** Opening SUPPLIED DATA block **
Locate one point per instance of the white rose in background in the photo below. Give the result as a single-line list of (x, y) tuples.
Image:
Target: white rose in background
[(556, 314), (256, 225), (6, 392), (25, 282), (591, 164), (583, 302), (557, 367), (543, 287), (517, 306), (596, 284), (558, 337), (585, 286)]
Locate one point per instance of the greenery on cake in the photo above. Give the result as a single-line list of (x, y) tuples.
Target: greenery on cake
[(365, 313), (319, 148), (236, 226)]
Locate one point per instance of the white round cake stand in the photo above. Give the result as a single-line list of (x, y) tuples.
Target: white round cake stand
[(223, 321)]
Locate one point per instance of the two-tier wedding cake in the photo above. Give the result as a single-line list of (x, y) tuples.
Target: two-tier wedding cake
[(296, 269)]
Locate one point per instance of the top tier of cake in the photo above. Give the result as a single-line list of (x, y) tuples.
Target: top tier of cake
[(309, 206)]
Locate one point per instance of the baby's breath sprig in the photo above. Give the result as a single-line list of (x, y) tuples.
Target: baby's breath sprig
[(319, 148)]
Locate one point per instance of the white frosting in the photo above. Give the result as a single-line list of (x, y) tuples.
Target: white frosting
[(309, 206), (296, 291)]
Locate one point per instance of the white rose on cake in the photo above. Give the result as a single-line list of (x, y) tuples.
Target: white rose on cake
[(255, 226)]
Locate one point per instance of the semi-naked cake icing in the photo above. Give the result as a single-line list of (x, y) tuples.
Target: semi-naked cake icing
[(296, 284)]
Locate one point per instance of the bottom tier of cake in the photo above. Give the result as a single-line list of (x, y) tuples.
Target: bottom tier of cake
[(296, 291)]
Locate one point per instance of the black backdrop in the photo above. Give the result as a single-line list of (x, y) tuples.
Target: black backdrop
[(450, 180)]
** Closing SUPPLIED DATA block **
** Opening SUPPLIED DATA block **
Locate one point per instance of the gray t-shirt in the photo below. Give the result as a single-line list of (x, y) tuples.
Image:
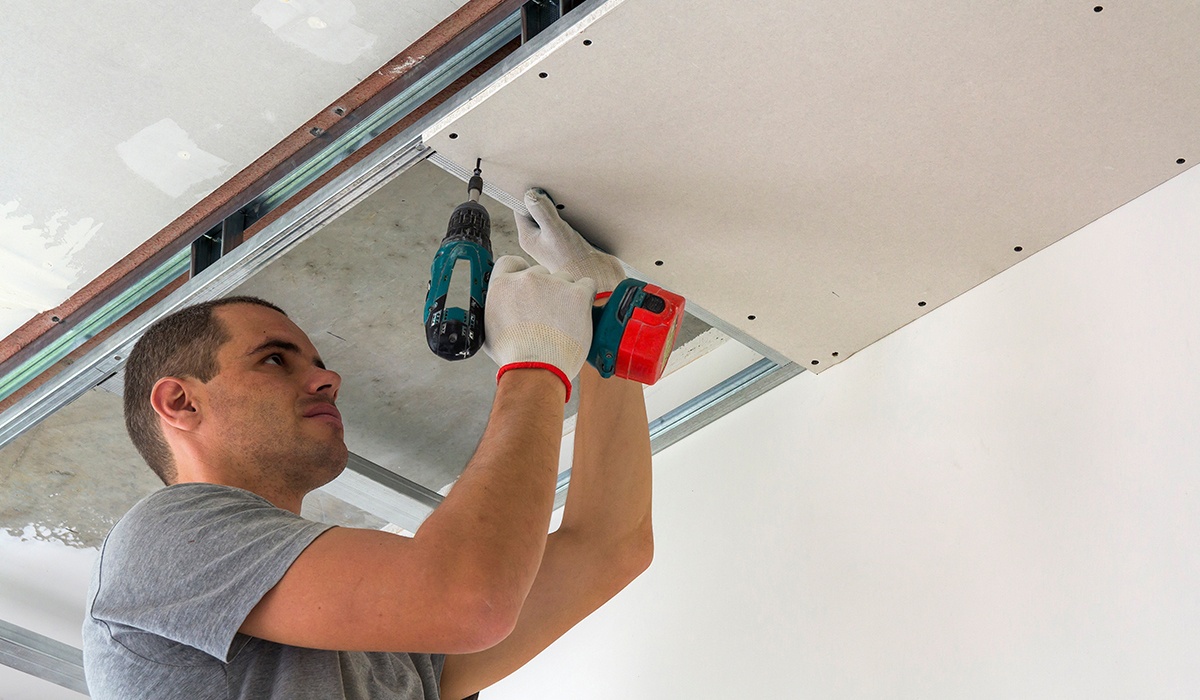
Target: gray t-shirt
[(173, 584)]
** Closing SUPPLIED DATA block **
** Opening SUPPLIED DATA block **
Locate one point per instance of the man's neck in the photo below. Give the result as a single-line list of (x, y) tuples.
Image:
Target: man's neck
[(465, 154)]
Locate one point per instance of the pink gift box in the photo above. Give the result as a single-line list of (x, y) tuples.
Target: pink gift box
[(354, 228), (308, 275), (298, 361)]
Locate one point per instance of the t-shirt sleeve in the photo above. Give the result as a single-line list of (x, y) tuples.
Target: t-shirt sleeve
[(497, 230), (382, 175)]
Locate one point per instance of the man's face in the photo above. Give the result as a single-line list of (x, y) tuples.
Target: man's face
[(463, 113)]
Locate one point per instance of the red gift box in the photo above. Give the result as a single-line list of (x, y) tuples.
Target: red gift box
** Closing SUPPLIED DATA block **
◆ **PROBLEM**
Each line of the data that holds "below" should be reported.

◆ **SOLUTION**
Locate one point per instance of the white rose in background in the photo below. Give the result as a single-line list of (x, y) tuples.
Locate one point per instance of the gray t-shirt in the photo below. Give the result as a single-line list of (x, y) tuples.
Locate one point per instance of the man's neck in the photo below. Give the result as a single-line list of (x, y) tuples.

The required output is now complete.